### Problem to solve
Render the data below as a Markdown table with the columns "Line" and "Content", numbering each row and leaving out any blank lines.

### Rows
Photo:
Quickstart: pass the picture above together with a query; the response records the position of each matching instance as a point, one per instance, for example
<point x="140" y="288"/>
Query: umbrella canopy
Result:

### Output for this task
| Line | Content |
|---|---|
| 1 | Photo: |
| 2 | Quickstart: pass the picture above together with a query; the response records the position of each matching instance as a point, one per instance, for example |
| 3 | <point x="140" y="288"/> |
| 4 | Query: umbrella canopy |
| 5 | Result: |